* Document text:
=======

[
Lists Home |
Date Index |
Thread Index
]
aslom@cs.indiana.edu:
> you could have some database abstraction layer to make this to happen
> automatic when you change any part of document (this layer could also
> transparently handle slicing XML input into fragments that are stored
> and modified independently to minimize need to re-indexing).
I don't think that would be possible in general. In particular, it
wouldn't be possible in my case, as the indexing was to speed up
page-based access to an Ebook; the addition of a word to a paragraph
at the start of the document could alter the page boundaries for the
entire document.
In general, I found processing XML in bounded space quite hard. I
only succeeded in bounding the space used in certain common cases, but
this could easily be thwarted unintentionally.
In my case, for example, I was trying to bound the space requirement
to that required by the elements displayed on the current page.
Problem is, given code like:
e_head(p: ref Parser, i: ref Item.Tag)
{
p.down();
# call functions to add layout to display page
# depending on the XML they encounter
while ((t0 := nexttag(p)) != nil) {
case t0.name {
"title" =>
e_title(p, t0);
"link" =>
e_link(p, t0);
"style" =>
e_style(p, t0);
}
}
p.up();
}
there is always the possibility that one of the functions we're
calling fills up the current page, in which case we must stop
processing immediately and return.

=======

* Set tasks:
A. Which lines of the listing below contain the word "wheel"? Copy each of those lines.
B. How would the message on processing XML in bounded space go on after its last sentence above? Write the next part.

* The records:
=======

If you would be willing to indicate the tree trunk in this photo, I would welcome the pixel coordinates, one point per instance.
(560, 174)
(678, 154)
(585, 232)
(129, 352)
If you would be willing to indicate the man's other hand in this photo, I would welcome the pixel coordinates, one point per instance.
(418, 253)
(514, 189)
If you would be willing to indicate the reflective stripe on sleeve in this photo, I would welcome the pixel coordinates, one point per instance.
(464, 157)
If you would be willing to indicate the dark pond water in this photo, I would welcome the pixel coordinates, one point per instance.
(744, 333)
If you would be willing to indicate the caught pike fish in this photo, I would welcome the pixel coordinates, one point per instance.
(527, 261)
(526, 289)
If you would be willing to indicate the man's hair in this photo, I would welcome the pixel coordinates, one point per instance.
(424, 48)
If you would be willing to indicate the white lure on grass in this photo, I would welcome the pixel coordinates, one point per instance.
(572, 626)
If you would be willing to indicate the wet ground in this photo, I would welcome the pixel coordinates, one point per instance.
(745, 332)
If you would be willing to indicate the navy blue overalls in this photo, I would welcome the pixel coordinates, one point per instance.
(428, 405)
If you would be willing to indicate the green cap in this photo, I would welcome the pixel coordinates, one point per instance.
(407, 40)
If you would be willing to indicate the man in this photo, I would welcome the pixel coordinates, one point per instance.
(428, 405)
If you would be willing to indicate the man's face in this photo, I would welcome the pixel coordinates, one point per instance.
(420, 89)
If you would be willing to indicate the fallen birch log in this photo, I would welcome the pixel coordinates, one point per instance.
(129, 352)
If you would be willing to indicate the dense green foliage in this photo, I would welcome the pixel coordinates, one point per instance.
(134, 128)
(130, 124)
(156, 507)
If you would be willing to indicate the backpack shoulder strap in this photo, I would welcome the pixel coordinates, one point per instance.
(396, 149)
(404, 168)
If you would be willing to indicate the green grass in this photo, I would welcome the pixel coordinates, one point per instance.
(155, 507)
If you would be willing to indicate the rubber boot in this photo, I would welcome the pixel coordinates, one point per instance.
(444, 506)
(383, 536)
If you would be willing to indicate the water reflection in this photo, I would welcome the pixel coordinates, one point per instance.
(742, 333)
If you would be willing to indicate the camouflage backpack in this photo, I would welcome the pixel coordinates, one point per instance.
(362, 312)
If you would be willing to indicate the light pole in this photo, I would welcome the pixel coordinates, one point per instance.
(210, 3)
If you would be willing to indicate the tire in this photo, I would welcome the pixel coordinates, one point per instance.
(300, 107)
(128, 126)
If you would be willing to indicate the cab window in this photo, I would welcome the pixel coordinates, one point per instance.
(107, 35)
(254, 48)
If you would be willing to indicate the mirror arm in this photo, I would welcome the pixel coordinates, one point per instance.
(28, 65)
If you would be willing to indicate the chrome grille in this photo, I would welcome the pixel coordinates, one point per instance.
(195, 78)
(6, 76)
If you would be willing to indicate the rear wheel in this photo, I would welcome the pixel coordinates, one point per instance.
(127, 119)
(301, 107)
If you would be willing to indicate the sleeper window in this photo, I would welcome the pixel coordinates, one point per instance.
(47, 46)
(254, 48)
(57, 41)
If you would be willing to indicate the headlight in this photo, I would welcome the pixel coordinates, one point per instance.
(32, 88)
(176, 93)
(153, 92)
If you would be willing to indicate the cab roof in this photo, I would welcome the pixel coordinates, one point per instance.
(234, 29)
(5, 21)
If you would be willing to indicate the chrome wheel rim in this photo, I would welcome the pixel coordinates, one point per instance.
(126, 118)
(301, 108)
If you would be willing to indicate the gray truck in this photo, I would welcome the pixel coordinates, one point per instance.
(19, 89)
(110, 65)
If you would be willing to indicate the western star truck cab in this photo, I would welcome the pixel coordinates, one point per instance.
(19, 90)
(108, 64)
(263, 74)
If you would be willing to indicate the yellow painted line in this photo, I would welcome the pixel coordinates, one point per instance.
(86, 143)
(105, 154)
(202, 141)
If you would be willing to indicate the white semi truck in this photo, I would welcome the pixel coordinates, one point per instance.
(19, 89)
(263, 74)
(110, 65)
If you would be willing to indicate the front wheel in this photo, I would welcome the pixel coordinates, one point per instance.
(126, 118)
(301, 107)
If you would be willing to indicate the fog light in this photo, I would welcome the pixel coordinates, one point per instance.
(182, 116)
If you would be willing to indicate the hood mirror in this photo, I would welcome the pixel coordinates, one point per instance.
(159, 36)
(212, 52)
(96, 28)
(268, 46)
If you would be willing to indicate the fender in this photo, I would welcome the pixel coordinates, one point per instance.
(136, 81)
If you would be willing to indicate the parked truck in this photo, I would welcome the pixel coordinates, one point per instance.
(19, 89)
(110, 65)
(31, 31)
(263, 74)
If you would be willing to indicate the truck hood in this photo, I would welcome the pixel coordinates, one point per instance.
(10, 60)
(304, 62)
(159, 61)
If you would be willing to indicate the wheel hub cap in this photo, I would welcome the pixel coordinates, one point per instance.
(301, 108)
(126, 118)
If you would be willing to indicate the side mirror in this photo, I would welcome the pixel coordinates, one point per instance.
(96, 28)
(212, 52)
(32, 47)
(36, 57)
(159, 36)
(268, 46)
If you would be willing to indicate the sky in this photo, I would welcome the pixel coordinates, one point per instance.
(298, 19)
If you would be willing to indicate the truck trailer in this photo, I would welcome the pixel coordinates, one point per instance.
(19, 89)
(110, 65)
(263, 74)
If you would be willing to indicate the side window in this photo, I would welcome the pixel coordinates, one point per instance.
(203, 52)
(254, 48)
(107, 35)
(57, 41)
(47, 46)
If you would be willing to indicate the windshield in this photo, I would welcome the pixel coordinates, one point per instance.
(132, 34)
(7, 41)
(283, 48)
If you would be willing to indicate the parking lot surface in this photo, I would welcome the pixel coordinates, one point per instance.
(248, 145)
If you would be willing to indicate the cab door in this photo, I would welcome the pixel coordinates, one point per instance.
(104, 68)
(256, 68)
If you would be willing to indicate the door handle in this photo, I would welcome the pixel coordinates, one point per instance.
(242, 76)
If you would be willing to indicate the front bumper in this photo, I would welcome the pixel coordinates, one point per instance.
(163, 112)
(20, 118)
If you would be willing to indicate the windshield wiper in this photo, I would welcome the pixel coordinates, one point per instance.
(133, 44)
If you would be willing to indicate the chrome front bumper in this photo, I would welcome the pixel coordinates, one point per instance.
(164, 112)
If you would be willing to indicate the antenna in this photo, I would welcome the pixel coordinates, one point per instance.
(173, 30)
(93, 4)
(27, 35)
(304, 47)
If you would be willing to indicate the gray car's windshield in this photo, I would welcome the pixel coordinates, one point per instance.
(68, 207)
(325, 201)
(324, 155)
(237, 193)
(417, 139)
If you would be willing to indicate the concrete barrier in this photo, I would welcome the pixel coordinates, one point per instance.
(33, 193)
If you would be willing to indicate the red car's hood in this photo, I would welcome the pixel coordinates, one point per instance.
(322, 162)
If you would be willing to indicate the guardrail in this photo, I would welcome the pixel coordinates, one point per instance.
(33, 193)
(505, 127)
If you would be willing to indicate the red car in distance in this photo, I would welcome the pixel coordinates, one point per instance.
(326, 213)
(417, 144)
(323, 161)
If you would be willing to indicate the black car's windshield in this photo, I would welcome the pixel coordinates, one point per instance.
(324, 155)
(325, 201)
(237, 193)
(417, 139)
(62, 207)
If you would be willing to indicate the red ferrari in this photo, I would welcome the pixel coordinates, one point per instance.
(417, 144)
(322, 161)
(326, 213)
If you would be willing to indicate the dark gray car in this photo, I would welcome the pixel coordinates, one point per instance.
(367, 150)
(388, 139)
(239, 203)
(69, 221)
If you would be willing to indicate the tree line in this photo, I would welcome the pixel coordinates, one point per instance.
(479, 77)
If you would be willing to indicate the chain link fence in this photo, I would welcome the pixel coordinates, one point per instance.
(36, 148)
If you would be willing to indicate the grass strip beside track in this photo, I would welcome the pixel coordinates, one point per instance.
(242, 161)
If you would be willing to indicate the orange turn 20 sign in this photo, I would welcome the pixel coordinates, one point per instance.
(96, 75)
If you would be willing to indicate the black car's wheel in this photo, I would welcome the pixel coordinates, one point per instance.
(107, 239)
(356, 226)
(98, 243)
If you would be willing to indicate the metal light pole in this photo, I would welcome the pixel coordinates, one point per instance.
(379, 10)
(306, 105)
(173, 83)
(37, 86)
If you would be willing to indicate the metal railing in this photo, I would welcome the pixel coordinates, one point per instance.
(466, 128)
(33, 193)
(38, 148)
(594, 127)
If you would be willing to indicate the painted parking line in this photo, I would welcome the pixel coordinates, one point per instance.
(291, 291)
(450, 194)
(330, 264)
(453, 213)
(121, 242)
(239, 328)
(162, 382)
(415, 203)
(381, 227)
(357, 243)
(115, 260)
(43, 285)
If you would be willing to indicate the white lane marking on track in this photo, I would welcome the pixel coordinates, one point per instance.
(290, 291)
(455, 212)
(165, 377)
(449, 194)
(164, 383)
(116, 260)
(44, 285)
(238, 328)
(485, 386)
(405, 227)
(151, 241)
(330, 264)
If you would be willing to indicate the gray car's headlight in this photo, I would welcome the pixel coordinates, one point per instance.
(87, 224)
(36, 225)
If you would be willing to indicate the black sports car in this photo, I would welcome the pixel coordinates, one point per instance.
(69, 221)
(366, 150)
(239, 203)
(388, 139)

=======

* Answers to the exercise:
A.
If you would be willing to indicate the rear wheel in this photo, I would welcome the pixel coordinates, one point per instance.
If you would be willing to indicate the chrome wheel rim in this photo, I would welcome the pixel coordinates, one point per instance.
If you would be willing to indicate the front wheel in this photo, I would welcome the pixel coordinates, one point per instance.
If you would be willing to indicate the wheel hub cap in this photo, I would welcome the pixel coordinates, one point per instance.
If you would be willing to indicate the black car's wheel in this photo, I would welcome the pixel coordinates, one point per instance.

B.
It's then difficult to go back to where we were before: we have marked
the XML parser's state, but we can't "freeze" the state of the e_head
function for future resuscitation, unless the implementing language
provides a feature that allows a process to externally store a
continuation of itself (mine doesn't).
This leaves only one option: implement the entire thing as a push-down
automaton... which loses all the "nice-looking-code" advantages we
just gained!
In the end, I indexed only elements that appeared at the top nesting
level, which did cover all the documents I found, but would have been
thwarted by someone putting <div>...</div> around the whole thing.
Maybe someone else on the list has encountered these kinds of problems
before and has a nice solution?
cheers,
rog.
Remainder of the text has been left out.